LISTING:
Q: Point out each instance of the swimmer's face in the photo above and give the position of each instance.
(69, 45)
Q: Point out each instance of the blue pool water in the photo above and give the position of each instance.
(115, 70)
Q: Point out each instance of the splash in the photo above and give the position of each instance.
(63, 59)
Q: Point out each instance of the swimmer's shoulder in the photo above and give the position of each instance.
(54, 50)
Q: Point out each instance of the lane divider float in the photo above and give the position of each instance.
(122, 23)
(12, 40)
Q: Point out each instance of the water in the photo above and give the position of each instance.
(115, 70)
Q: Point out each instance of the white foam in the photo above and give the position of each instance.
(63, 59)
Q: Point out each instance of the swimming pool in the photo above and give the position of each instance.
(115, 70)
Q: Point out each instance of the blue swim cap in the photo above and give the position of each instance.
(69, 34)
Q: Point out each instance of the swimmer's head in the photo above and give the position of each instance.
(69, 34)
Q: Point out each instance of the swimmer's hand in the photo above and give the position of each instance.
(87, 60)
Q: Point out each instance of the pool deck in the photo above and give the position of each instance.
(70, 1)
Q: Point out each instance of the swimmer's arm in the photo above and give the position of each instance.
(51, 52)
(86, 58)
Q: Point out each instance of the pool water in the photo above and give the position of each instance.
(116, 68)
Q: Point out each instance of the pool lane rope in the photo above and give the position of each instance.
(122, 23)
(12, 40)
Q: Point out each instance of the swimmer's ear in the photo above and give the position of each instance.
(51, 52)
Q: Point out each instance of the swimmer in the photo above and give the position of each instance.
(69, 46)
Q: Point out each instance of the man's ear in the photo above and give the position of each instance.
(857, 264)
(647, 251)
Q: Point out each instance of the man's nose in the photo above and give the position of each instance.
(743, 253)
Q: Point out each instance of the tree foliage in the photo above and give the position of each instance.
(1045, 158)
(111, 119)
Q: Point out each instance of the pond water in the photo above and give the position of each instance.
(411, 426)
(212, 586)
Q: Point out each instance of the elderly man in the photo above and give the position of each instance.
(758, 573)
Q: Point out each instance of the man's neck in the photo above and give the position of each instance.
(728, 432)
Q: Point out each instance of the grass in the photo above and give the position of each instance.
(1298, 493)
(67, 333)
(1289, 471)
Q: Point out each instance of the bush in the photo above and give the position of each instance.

PROBLEM DETAILS: Reproduce each record exactly, leaving nothing out.

WRITTEN ANSWER:
Q: Point out each instance of the swimmer's face in the photo above and give the position of each instance.
(69, 45)
Q: Point out each instance of the blue pool water in the photo above and give the position of each instance.
(115, 70)
Q: Point out each instance of the splash in the photo above and give the position of each instance.
(63, 59)
Q: Point out each instance of the swimmer's shoulder in the photo above and give the position of each instance.
(54, 50)
Q: Point out each instance of the lane divider float in the photo above and give the position of each instance.
(122, 23)
(12, 40)
Q: Point out each instance of the water in the photo above and give the position of each instance.
(115, 70)
Q: Point out each instance of the white foam in the photo above and give the position of each instance.
(63, 59)
Q: Point out each instance of the swimming pool in the photo above and give the position of each instance.
(115, 70)
Q: Point out each instance of the blue swim cap in the photo above and give the position of each instance.
(69, 34)
Q: Point out each instance of the swimmer's head in the photo above and give the position of each instance.
(69, 34)
Q: Point out each instance of the swimmer's hand in the photo above and give the position of each instance.
(87, 60)
Q: Point out each instance of the pool deck in the photo above and give the position of each instance.
(70, 1)
Q: Point out each instance of the swimmer's arm in the photo above and give the position of each instance.
(51, 52)
(86, 58)
Q: Point out each instance of the pool water in the photo above and give the position of each instance.
(116, 68)
Q: Point out each instance of the pool lane rope in the photo above and give the position of each instance.
(122, 23)
(12, 40)
Q: Point out each instance of the swimmer's ear in the photo above and give the position of each instance.
(51, 52)
Q: Point out each instance of the swimmer in the photo above and give the position of each instance.
(69, 46)
Q: Point out each instance of the man's ear in the photo above and give the position of each instance.
(857, 264)
(647, 251)
Q: Point out each instance of the man's nose in the photo above and give the position of each instance.
(743, 253)
Q: Point out each instance of the tree foliage in the photo above and give the position of each instance.
(1045, 158)
(111, 119)
Q: Point out each instance of the pond water in the photo above and give the position of each instance.
(411, 426)
(212, 586)
Q: Point out each instance of the elderly man in the photo above and give the position of each instance.
(758, 573)
Q: Point out each instance of the man's neck in the photo above and give the position of each instance.
(728, 432)
Q: Point out each instance of the grass in the photo above and give the position of each instance.
(1298, 493)
(67, 333)
(1289, 471)
Q: Point out each instance of the bush in the photo above and give the position of each instance.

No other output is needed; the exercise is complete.